WORK REQUIRED: For each statement, marked (a), (b), and (c), decide whether it agrees with the post on living with "enough," and answer yes or no with the deciding words from the post quoted exactly. (a) The writer picked the word "enough" as a guide for 2015. (b) The report was written one month after the writer began trying to live with "enough." (c) The writer describes being a risk taker.

TEXT:
Living with ‘enough’ and recognising ‘abundance’
I knew when choosing the word ‘enough’ as a guide for 2015, it was a word that would both help and challenge me. In order to really believe that ‘I am enough, do enough, am worthy enough, have enough’ I knew I would need to overcome some of my entrenched patterns and beliefs. And sometimes it’s not until the word or idea is out there that the barriers start to emerge. It’s certainly been true for me already, in two areas in particular. But at the same time, solutions are starting to appear as well. It’s amazing how sometimes this can happen!
So here’s my report so far, one week into trying to live with ‘enough’ at the forefront of my mind.
1. The challenges
Learning to say no is hard.
I am used to agreeing, or accepting, other people’s directions in so many areas of life even it inconveniences me or is not the way I think an issue should be tackled. I hadn’t realised how much I acquiesced, until I started to notice when I was feeling resentful. Shifting mindsets is hard, particularly as sometimes it’s not until I feel resentful that I realise I’ve agreed to a path that doesn’t feel right. And I find a lot of other emotions tangled up in saying ‘no’: guilt about being self centred, discomfort in disappointing others, the ever present ‘fear of missing out’ rearing its head.
Accepting I am ‘enough’ without the validation of others is hard.
For many reasons, I have grown up seeking validation of my actions. I am not a risk taker, I am used to confirming my actions with others, following other’s leads (see above), and also seeking approval after I’ve finished. To be satisfied without this validation is hard. I keep looking for, and trying to draw out, feedback and confirmation. But it feels a bit contrived and awkward. It doesn’t really work (please like me!).
So instead I try to be happy with the knowledge that some people (thanks family and friends) read this blog, for instance, even if not many comment. I know there are reasons for that – we’re not all comfortable to do so, for one thing. Also, I’ve now realised after a few months of blogging that some improvements can be made to the appearance and ease of accessing the site (and possibly the content too – see below).
However, I still like feedback (I’m focusing on the blog, because it’s a handy example to use right now, but it applies in other areas of life too). So it’s a bit of a bind.
2. Some insights
Conveniently, I read a couple of articles while I procrastinated on finishing this post and these articles were right on point (it is amazing how often this happens – lucky I wasn’t so prompt!)
The need to find personal satisfaction
The first article, from Becoming Minimalist, talks about the dangers, including over-dependency on others, that is a side effect of our ready access to technology, and therefore, many other people.

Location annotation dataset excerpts

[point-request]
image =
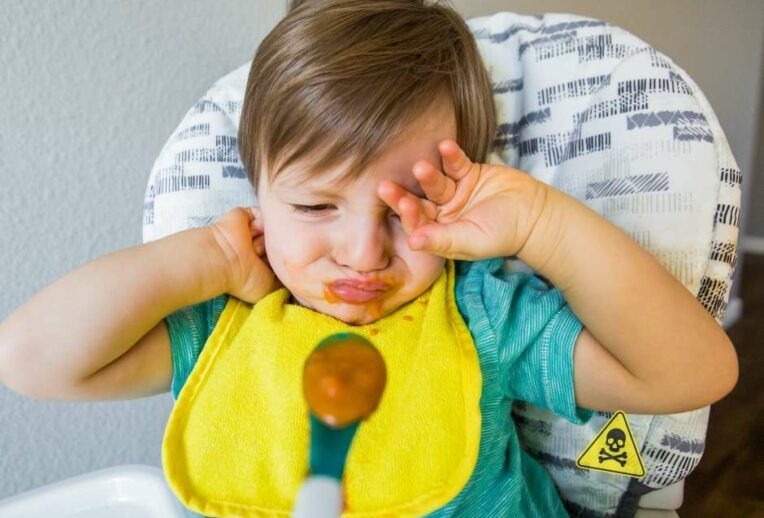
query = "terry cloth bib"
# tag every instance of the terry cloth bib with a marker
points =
(237, 440)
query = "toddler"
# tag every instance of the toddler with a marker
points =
(365, 130)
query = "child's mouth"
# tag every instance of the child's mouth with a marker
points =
(355, 292)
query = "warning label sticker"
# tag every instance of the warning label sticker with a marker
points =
(613, 450)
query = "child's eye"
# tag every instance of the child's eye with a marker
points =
(313, 209)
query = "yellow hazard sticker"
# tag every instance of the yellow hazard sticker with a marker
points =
(613, 450)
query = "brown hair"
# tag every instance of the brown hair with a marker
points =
(340, 79)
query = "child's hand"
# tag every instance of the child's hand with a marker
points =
(471, 211)
(239, 234)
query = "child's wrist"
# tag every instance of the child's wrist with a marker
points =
(215, 267)
(547, 231)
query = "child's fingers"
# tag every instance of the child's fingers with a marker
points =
(438, 187)
(258, 244)
(256, 224)
(411, 214)
(392, 194)
(456, 163)
(458, 240)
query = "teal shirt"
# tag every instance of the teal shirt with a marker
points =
(524, 333)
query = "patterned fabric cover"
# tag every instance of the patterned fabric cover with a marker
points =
(584, 106)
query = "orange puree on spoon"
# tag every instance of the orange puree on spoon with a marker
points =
(343, 379)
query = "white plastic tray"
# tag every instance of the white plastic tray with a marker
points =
(129, 491)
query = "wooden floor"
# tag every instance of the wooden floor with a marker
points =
(729, 481)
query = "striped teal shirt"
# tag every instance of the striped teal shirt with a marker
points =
(524, 333)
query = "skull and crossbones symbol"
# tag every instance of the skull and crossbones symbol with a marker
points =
(615, 441)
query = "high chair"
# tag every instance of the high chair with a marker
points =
(594, 111)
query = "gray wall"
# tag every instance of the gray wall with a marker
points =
(92, 89)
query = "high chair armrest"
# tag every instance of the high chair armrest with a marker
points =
(667, 498)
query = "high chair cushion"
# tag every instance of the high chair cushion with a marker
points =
(590, 109)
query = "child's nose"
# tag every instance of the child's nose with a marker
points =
(364, 247)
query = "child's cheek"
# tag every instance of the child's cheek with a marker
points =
(295, 247)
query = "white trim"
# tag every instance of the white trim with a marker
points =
(733, 313)
(752, 244)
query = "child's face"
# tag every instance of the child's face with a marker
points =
(319, 235)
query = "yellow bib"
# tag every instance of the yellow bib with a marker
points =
(237, 440)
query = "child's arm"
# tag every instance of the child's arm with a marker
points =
(99, 333)
(657, 350)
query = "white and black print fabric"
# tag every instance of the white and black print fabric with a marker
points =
(590, 109)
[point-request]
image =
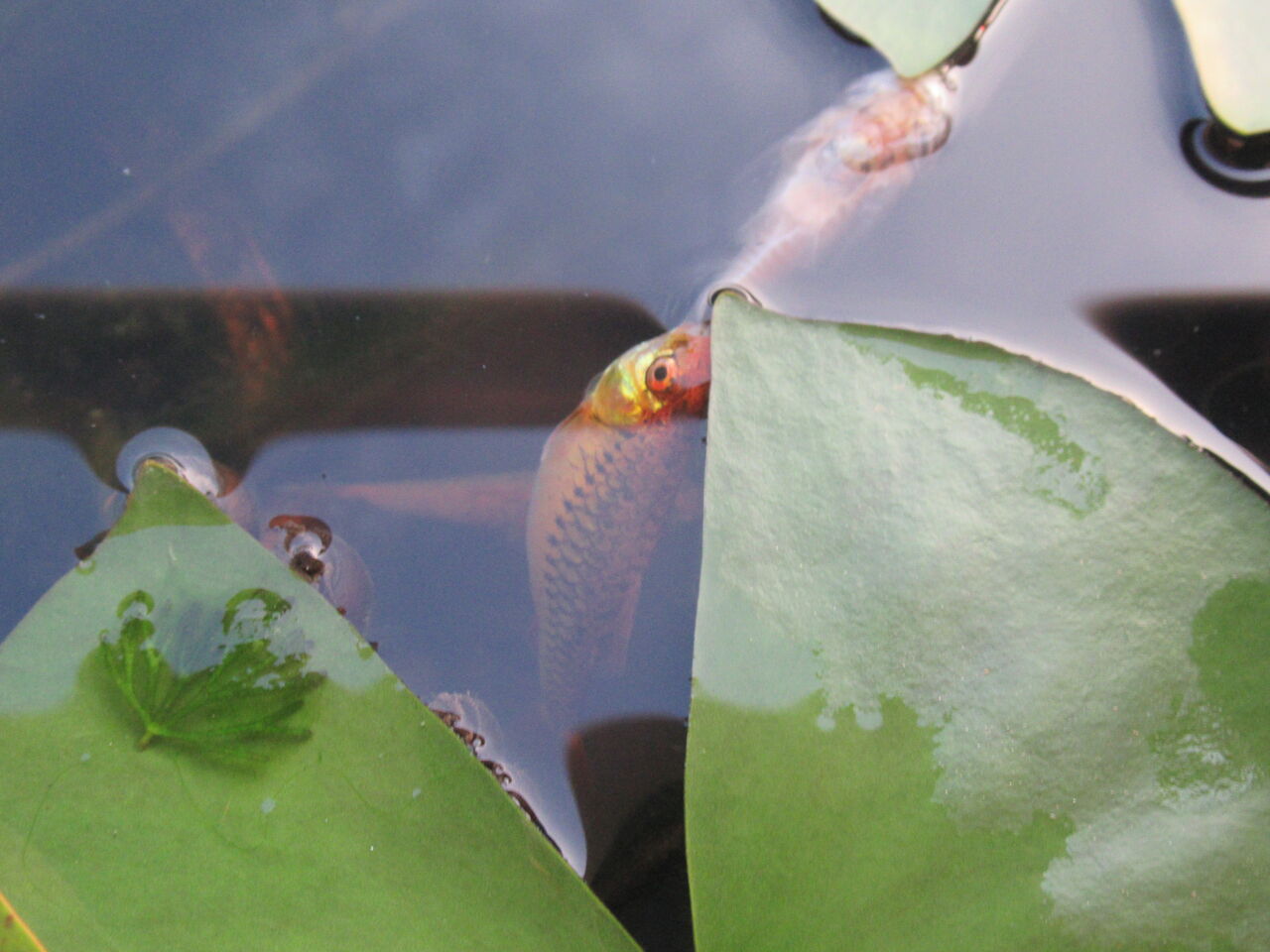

RESPONSE TO THIS EXERCISE:
(a) Yes: "I knew when choosing the word ‘enough’ as a guide for 2015"
(b) No: "one week into trying to live with ‘enough’ at the forefront of my mind"
(c) No: "I am not a risk taker"